| Work request |
Return every line below in which "concrete" appears.

| Data excerpts |
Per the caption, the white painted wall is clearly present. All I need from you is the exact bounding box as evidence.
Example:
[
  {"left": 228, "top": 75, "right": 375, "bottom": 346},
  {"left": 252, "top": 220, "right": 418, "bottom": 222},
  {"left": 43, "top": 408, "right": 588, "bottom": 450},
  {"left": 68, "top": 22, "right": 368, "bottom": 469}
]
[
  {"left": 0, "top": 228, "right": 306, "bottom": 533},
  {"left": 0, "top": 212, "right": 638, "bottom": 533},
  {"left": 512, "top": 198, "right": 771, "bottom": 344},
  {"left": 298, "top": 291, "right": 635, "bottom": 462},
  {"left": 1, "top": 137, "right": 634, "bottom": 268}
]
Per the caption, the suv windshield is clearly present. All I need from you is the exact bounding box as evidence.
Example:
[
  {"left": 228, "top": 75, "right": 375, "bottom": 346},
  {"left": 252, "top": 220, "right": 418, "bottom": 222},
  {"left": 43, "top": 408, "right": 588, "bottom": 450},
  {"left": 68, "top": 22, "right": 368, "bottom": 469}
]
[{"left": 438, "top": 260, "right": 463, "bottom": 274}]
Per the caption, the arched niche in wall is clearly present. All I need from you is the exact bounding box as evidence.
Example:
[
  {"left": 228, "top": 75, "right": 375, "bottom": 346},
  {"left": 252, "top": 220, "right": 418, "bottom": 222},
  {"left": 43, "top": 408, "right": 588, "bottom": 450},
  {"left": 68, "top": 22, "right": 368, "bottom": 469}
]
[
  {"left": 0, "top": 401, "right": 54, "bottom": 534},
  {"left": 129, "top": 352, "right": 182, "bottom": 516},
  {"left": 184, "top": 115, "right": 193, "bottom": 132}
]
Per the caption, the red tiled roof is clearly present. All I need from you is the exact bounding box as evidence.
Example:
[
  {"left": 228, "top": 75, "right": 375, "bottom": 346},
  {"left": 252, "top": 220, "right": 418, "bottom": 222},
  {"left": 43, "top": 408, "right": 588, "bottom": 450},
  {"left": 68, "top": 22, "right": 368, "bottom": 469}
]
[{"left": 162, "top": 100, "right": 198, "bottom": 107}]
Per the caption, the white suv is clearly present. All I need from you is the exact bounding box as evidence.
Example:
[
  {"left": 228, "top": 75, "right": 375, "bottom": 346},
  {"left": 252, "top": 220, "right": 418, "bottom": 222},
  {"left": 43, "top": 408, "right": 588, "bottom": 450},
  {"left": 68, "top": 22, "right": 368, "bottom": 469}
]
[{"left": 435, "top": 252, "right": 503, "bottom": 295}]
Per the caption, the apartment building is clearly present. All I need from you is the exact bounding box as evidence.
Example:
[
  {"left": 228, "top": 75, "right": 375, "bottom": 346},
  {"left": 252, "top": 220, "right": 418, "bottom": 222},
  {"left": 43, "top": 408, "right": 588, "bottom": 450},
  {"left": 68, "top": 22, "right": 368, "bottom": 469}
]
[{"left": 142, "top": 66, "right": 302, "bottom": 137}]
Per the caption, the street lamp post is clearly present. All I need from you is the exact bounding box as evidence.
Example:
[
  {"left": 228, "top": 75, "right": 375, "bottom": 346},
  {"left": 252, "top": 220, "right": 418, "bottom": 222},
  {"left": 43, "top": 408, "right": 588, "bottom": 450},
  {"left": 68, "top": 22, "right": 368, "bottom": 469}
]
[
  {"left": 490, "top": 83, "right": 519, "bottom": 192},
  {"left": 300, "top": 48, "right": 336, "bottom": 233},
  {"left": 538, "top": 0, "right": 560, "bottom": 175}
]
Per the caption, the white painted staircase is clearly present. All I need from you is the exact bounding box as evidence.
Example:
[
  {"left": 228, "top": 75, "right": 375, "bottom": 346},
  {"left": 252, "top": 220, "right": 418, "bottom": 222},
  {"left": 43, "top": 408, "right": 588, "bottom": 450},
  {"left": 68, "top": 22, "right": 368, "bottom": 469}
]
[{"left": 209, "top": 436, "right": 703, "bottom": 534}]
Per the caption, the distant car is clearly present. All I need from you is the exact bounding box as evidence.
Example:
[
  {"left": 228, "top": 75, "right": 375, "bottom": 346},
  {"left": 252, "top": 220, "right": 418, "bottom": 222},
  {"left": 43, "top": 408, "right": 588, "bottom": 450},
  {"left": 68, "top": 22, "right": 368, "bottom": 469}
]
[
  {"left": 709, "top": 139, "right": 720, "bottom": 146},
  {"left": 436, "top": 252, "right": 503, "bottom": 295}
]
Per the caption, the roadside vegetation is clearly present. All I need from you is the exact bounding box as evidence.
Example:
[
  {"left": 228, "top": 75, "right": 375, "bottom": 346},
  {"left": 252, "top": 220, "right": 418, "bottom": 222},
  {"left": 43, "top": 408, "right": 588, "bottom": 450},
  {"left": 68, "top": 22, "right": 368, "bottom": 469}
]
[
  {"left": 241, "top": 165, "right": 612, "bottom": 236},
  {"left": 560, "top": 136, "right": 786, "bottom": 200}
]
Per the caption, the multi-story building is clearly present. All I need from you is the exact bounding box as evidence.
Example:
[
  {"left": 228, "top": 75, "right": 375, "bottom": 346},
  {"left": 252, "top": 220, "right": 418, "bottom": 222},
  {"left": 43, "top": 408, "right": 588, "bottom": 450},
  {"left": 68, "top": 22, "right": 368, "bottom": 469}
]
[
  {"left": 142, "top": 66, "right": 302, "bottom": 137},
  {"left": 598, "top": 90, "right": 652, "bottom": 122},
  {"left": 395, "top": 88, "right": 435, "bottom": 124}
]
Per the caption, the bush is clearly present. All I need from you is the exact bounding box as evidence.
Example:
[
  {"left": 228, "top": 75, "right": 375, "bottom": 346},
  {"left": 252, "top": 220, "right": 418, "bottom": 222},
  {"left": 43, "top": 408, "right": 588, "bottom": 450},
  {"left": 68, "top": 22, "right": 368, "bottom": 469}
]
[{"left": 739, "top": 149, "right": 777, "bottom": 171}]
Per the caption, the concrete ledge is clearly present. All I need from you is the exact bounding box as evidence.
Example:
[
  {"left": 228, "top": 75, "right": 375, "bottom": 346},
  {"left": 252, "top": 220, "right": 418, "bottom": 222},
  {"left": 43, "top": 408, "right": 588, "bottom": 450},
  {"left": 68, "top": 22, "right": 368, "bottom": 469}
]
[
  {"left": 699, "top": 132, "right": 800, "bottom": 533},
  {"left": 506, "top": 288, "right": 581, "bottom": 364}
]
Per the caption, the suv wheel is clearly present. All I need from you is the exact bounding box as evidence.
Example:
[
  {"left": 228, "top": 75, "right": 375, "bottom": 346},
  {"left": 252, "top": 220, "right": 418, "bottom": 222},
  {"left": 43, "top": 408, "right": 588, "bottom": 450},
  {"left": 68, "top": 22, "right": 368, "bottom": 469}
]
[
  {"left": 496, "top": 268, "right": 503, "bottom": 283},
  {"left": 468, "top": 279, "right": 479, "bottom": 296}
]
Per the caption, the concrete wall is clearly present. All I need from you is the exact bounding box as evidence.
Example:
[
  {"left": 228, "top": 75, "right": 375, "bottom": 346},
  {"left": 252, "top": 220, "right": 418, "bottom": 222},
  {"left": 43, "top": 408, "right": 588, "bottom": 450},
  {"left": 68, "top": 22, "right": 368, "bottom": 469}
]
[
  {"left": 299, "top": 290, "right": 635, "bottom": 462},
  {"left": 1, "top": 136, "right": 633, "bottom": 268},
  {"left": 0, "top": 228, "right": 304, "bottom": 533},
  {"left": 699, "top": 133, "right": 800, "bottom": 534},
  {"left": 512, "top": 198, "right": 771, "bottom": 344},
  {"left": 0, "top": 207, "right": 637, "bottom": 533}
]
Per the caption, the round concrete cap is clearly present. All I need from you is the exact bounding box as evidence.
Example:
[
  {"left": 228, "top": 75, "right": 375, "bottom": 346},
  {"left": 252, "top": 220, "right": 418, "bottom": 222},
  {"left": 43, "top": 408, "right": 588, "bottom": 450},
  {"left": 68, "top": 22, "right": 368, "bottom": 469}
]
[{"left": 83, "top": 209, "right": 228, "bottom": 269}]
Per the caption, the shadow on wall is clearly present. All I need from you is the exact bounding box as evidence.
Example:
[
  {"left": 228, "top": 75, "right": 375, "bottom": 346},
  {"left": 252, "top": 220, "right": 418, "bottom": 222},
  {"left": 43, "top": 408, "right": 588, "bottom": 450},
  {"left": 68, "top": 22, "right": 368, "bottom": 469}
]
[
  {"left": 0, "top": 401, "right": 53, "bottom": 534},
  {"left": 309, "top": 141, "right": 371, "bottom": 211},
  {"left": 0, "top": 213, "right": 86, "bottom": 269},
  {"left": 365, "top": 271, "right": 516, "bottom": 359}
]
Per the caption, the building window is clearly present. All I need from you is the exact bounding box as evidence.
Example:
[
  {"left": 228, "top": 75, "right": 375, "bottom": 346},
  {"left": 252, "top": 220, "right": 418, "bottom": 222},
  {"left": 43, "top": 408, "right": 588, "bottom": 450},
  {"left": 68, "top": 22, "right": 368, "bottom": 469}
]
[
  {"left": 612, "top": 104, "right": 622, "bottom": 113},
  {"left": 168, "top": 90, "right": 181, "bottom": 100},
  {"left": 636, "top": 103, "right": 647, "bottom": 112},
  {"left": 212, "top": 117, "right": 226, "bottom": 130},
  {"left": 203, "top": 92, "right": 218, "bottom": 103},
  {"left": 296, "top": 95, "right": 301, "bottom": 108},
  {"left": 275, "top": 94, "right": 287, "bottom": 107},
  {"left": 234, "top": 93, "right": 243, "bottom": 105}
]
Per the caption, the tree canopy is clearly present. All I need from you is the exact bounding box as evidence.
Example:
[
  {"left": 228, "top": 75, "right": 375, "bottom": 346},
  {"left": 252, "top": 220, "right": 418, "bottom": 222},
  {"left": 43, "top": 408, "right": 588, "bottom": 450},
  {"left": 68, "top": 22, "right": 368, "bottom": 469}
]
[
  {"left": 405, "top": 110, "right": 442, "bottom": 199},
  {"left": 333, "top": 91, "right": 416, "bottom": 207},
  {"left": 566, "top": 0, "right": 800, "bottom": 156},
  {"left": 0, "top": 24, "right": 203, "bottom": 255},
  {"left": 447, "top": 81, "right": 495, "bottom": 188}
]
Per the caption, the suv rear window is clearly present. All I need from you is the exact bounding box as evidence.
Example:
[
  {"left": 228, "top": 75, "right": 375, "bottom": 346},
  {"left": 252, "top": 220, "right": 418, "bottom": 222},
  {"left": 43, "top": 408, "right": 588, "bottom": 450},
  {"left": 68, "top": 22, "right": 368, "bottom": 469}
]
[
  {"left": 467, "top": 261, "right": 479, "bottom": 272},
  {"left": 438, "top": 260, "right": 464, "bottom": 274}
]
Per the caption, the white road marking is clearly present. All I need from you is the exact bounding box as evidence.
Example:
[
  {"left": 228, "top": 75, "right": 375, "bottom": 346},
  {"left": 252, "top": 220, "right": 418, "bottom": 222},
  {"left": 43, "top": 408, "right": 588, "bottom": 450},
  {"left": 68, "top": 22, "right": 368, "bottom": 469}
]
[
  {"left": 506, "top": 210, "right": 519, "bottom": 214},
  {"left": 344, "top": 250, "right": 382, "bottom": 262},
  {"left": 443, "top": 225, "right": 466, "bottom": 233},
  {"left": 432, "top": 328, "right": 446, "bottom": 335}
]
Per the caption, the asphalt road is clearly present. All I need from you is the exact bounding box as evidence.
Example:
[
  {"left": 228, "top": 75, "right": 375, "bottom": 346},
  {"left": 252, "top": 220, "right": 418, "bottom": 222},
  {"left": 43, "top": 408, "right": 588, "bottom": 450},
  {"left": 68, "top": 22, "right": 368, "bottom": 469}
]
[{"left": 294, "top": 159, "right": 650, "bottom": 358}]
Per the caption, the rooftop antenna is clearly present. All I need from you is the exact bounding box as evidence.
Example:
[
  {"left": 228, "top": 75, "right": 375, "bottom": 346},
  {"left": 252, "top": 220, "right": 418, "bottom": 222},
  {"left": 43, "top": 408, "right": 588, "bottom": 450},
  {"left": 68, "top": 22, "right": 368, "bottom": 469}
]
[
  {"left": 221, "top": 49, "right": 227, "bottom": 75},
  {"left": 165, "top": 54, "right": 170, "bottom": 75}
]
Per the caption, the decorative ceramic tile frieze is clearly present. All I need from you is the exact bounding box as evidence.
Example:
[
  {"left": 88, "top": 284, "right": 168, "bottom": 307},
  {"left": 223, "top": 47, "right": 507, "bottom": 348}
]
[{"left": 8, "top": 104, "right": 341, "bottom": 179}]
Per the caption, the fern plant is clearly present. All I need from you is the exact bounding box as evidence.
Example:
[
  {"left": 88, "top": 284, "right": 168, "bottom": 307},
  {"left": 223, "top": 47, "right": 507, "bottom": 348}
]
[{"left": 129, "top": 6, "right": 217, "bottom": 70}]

| Problem solution |
Per the caption, the concrete ledge is clearly present. All I need from you is the exact bounding box as evidence.
Per the caption, the concrete wall is clearly present. All I need from you is the exact bounding box as evidence.
Per the caption, the round concrete cap is clearly present. All I need from you is the exact bounding box as evidence.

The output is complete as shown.